_PROBLEM DESCRIPTION_
All of the data is to be printed exactly, though the images must be left off.

_LISTED ENTRIES_
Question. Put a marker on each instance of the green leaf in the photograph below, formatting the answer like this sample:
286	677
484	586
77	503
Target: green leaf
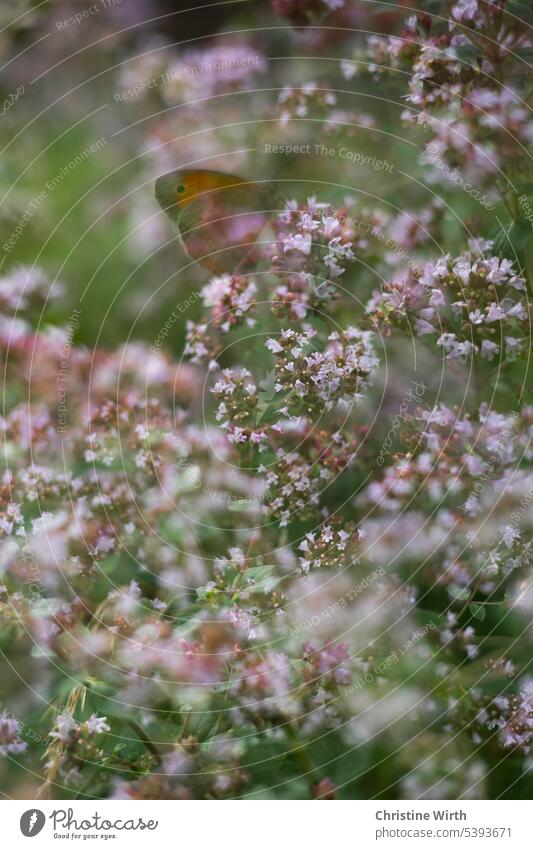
478	611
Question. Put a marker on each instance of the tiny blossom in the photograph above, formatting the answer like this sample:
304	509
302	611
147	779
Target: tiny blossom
230	298
10	731
64	727
467	303
312	380
313	248
328	664
331	547
97	724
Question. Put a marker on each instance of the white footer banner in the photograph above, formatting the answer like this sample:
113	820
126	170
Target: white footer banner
267	824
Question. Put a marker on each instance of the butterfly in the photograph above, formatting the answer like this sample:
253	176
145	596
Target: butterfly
219	216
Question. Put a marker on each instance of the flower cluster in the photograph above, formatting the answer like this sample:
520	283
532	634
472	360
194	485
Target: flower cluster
472	304
314	381
313	250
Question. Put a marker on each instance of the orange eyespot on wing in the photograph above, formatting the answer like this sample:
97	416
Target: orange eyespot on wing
219	216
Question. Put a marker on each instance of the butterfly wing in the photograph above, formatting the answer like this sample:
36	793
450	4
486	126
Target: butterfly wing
219	216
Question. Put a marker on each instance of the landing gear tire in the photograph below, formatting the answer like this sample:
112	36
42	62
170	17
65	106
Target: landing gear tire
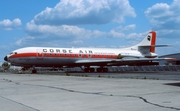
89	70
102	69
34	71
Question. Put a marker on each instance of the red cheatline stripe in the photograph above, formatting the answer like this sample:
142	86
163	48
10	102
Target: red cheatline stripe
62	55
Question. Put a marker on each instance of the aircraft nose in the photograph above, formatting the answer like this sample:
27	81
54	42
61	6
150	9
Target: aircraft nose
5	58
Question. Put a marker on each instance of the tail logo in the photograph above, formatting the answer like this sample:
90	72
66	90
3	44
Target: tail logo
149	37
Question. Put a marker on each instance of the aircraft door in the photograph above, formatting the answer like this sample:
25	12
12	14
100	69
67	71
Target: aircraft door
39	54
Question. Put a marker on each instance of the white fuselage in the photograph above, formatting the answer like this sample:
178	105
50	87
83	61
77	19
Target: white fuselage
57	57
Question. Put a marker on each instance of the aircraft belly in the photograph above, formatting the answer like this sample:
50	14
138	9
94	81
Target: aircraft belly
33	61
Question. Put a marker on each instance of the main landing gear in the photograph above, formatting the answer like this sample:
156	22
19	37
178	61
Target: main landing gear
101	69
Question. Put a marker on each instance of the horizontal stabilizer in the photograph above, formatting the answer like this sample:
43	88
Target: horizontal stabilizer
154	45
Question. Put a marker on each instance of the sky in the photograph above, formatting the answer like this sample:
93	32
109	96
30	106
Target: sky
88	23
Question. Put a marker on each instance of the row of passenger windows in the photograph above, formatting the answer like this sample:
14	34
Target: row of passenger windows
76	55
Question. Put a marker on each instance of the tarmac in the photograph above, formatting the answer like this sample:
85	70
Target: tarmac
43	92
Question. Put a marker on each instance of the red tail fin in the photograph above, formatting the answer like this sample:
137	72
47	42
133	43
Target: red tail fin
153	41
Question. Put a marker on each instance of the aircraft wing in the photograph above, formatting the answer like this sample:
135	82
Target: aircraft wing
119	61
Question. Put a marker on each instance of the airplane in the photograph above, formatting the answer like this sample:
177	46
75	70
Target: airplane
78	57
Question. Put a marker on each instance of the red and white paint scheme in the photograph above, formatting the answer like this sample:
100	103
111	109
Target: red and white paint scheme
87	57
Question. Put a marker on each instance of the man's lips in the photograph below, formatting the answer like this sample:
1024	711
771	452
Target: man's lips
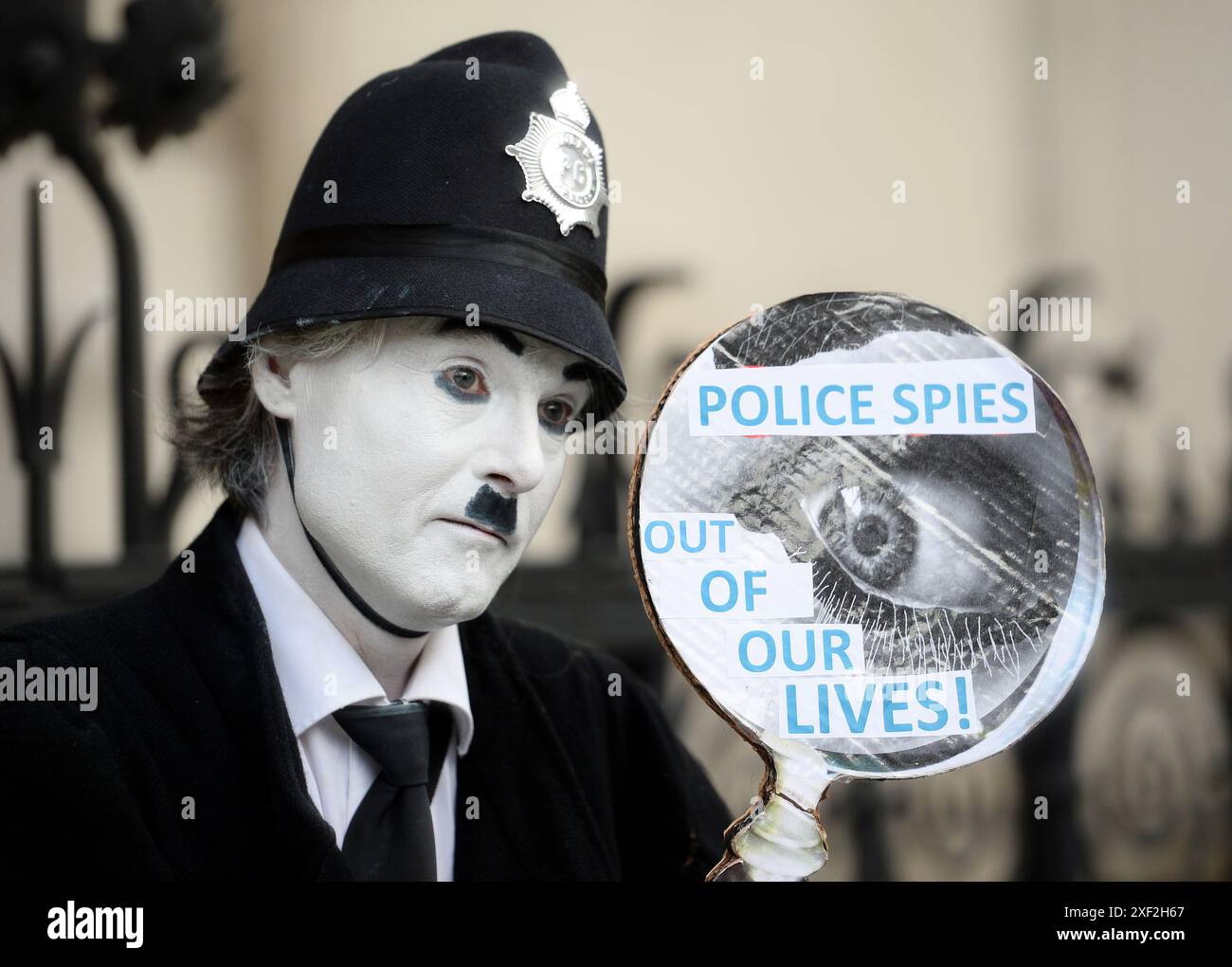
475	526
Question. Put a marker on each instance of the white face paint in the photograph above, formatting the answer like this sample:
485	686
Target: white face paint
450	447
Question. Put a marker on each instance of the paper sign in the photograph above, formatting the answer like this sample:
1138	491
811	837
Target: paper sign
965	397
898	706
670	536
779	650
752	589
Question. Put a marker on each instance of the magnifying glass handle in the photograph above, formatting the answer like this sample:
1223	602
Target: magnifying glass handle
781	839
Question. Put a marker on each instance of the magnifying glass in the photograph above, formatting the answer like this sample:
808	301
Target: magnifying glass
869	536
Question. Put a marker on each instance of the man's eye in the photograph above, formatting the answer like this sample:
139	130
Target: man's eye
869	535
462	381
555	412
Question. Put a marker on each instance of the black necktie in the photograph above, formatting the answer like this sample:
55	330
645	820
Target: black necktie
390	834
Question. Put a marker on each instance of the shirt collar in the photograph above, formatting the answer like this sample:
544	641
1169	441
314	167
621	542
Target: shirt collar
318	669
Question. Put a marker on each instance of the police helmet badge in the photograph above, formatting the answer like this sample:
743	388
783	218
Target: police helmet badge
563	168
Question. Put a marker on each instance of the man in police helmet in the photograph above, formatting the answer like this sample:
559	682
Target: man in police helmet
316	688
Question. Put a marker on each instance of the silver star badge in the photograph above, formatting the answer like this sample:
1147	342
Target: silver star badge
563	168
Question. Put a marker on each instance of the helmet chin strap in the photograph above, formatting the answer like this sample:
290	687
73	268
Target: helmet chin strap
362	606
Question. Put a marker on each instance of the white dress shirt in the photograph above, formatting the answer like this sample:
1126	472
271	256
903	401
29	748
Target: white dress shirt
320	673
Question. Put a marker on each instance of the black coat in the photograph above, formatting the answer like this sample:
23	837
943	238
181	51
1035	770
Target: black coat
570	782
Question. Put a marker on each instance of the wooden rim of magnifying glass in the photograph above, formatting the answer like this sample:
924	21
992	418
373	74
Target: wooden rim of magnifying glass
635	546
769	780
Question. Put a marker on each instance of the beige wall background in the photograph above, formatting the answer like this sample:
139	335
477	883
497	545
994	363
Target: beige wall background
759	190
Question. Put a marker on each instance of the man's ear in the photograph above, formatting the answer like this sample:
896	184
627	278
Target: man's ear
272	386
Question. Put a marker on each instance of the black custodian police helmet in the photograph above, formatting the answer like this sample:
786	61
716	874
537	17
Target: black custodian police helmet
469	184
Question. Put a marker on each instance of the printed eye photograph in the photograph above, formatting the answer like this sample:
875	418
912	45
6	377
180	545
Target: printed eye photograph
661	444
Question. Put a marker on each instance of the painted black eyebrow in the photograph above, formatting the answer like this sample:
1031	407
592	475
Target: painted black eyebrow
578	371
501	336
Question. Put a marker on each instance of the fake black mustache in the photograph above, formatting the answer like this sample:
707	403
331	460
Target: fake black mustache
493	510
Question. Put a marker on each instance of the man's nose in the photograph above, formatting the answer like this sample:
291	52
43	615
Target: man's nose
513	460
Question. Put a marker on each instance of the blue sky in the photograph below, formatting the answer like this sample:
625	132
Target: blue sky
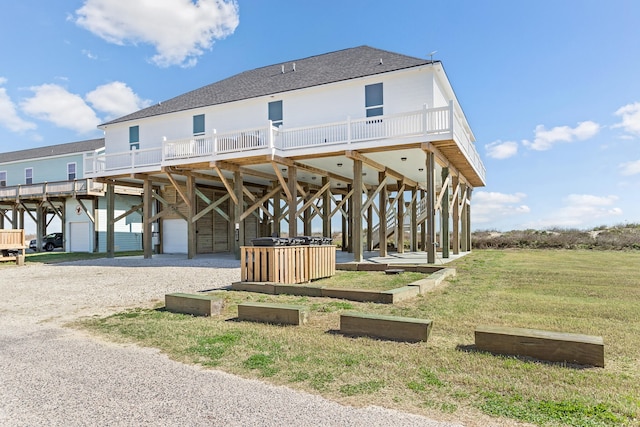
551	88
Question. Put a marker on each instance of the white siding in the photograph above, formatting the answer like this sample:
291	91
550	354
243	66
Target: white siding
174	236
406	90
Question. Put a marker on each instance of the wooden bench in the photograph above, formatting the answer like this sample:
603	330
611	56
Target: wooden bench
196	304
12	241
273	313
388	327
543	345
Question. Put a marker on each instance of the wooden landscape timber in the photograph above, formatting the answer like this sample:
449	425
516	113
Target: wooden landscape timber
543	345
195	304
285	314
387	327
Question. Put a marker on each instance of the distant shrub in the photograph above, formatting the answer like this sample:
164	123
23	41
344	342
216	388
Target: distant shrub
622	237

_SOLUTION FOR THIS PROBLEM_
Question. Put a marker on each instance of the green leaf in the photograph below, formatting the answer like this sample:
286	677
484	586
77	503
Target: green leaf
478	611
Question. Put a marker on each instance of the tiny blossom in the photograph above, formatting the answer like this sample:
304	509
302	611
147	779
Target: tiny blossom
230	298
10	731
64	727
467	303
312	380
313	248
328	664
331	547
97	724
Question. Put a marker on each instance of the white footer banner in the photograph above, formatting the answer like this sample:
113	820
126	170
Target: white footer banner
267	824
Question. Put a marker on each instance of the butterfly in the photograph above, formatting the answer like this sample:
253	176
145	596
Target: butterfly
219	216
Question. Put a marker on each instance of the flower cluster in the photograph above, formatting the answer like this sample:
520	283
532	634
472	360
194	485
Target: flower cluster
472	304
314	381
313	250
Question. Put a marker on each instance of the orange eyespot on wing in the photograph above, formatting the answer like this sample:
97	416
Target: orange eyespot on wing
219	216
Question. Put a marker on each instance of the butterfly wing in the photograph above, formatting the answer like this sample:
36	793
450	4
486	126
Target: butterfly wing
219	216
Question. Put a marker on each instance of the landing gear tire in the photograph below, formatting the answer like this sample:
112	36
42	62
170	17
65	106
Target: landing gear tire
89	70
102	69
34	71
Question. Put a marker on each instance of the red cheatline stripe in the photograph above, formatting the answer like this sample:
142	86
163	48
10	102
Target: red cheatline stripe
62	55
Question. Put a marker on each instance of the aircraft nose in the photograph above, formatting the answer like this sample:
27	81
54	42
61	6
150	9
Target: aircraft nose
5	58
Question. Put a marker on each instance of the tail logo in the photograph above, formatting the answer like this sample:
90	72
66	90
3	44
Target: tail logo
149	37
Question. Put a marker on each instance of the aircraft door in the photograph above, formatting the answer like this sample:
25	12
12	14
100	69
67	71
Target: aircraft door
39	54
Question. Put a marker on each instance of the white fuselage in the photograph above, formatting the answer like this sample:
178	105
50	87
83	61
77	19
Target: white fuselage
57	57
Question. Put a marker on each instance of the aircraft belly in the photograph above, formatting the answer like this sample:
50	14
138	9
94	81
Target: aircraft belly
33	61
Question. Put a marker on each instance of the main landing gear in the photograph above, formatting the answer like this sample:
156	22
19	37
178	61
Target: main landing gear
101	69
Question. Put a marker on each instance of the horizontal stabilizer in the photograph above, formatting the answer like this sample:
43	88
Target: horizontal stabilizer
154	45
Question. Put a marker on each instance of the sky in the photograph above, formatting the answer like this sample:
93	32
109	96
30	106
Target: sky
88	23
Question. Put a marker on each instance of the row of passenger windows in the photograph above, formatting the answer like this sample:
14	34
Target: row of passenger windows
76	55
Question. Put a marker on each instance of the tarmac in the photograph above, formatting the answer like this sample:
85	70
Target: tarmac
43	92
Question. Put a marker on each instance of the red tail fin in the photograph above, formatting the answer like this sample:
137	72
47	42
133	43
Target: red tail fin
153	41
Question. Put a marker on each instance of the aircraft wing in the photograph above, formatting the answer like this sample:
135	82
Target: aircraft wing
119	61
Question. Put a marker on each instance of the airplane in the photograph above, formatting the answer like this sample:
177	46
75	70
Target: airplane
78	57
Question. Put a marker on each instance of the red and white paint scheme in the photograph above, formatting the answer like this sample:
100	103
111	109
Target: red and white paint scheme
87	57
Question. Put a marker on each instance of the man's lips in the photograph below, formatting the answer like this sample:
1024	711
771	452
Target: man's lips
475	526
Question. Put a marker on each instance of the white face paint in the photograph above, formatting the answer like this sample:
485	686
Target: white face paint
450	447
Question. Put a marker on each instance of the paper sign in the photograph above, formatting the answer like this sample:
1138	491
811	837
Target: paper sign
965	397
898	706
670	536
779	650
752	589
Question. Put a marker on each instance of the magnifying glass handle in the photograph above, formatting the answer like this sample:
1223	602
Target: magnifying glass handle
781	839
Question. Put a marker on each instance of the magnifying glass in the photograph above, formatting the answer like this sample:
808	301
Target: magnifying glass
869	536
Question. Put a marker on each instance of the man's eye in the photograph above, formatting the answer like this sample:
139	130
Target: man's eye
869	535
462	381
555	412
Question. Put a marker on each instance of the black necktie in the photograph above, formatting the answer like this sample:
55	330
645	820
Target: black necktie
390	834
Question. Put a marker on each instance of the shirt collar in the photograph above, formatting the answer like this sample:
544	641
1169	441
314	167
621	542
Target: shirt collar
318	669
Question. Put a marker on each instance of the police helmet badge in the photograph above, formatting the answer like this sample:
743	388
783	218
Target: police helmet badge
563	168
Question. Put a marker on each instance of the man in police helmet in the photograph above, formatting the answer like this sample:
559	682
Target: man in police helmet
316	688
Question. Put a marker on each instance of the silver star badge in the photograph above, formatting the answer like this sample:
1147	342
Target: silver star badge
563	168
Question. Put a marker on each instance of the helmet chin strap in the photograph above, formatting the answer like this sample:
290	687
73	268
Target: helmet chin strap
362	606
Question. Put a marker on each instance of the white dress shirt in the photograph above, formatting the answer like this sample:
1126	472
271	256
903	401
29	748
Target: white dress shirt
320	673
Question. Put a marker on each instance of the black coat in the photograph above, formatting the answer like this sample:
23	837
943	238
181	51
1035	770
Target: black coat
570	782
Question. Put a marker on each instance of the wooden rim of magnifying glass in the photograph above, formatting the answer like this sample:
924	21
992	418
373	74
Target: wooden rim of magnifying glass
635	546
769	780
Question. Put a marker on each instance of the beige wall background in the photograph above, formatting the answer like this sample:
139	335
477	883
497	545
994	363
Target: beige wall background
759	190
Question. Put a marker on each instance of the man's ear in the photograph above, formatting the answer like this sample:
896	184
627	278
Target: man's ear
272	386
Question. Put a marker on each instance of the black custodian police helmet in the photograph above, formatting the answer like this sample:
786	61
716	874
537	17
Target: black custodian police helmet
469	184
Question. Put a marker on each instance of the printed eye photograph in the photograph above, formatting the answer like this sample:
875	418
912	45
6	377
180	545
Target: printed eye photograph
661	444
Question. Put a marker on each instance of the painted black eyebrow in the photograph above, formatting the answer like this sample:
1031	407
592	475
Target: painted black eyebrow
578	371
501	336
Question. Put a marker on each instance of the fake black mustache in the photograph above, formatting the answer like this sample:
707	403
331	460
Target: fake black mustache
493	510
Question. Put a marker on each instance of the man's nose in the photograph above, formatting the answer like this sample:
291	52
43	615
Target: man's nose
513	460
Question. Put a marker on each instance of the blue sky in the photograph below, formatting the answer like this sample:
625	132
Target: blue sky
551	88
Question. Put a marker on each instance of the white siding in the photograph above, formatting the answer like this sample:
291	91
550	354
243	66
Target: white siding
174	236
406	90
Question. Put a marker on each instance of the wooden bench in the photograph above, formatting the answer like this sample:
603	330
611	56
Target: wooden bench
196	304
12	241
273	313
388	327
543	345
Question. Put a marker on each instance of the wooden landscape timber in the photograph above, formatting the answer like this sample:
449	425
516	113
Target: wooden landscape timber
543	345
195	304
285	314
387	327
Question. Put a marker on each instance of the distant shrub in the photograph above, formatting the answer like this sample:
164	123
23	41
344	342
216	388
Target: distant shrub
622	237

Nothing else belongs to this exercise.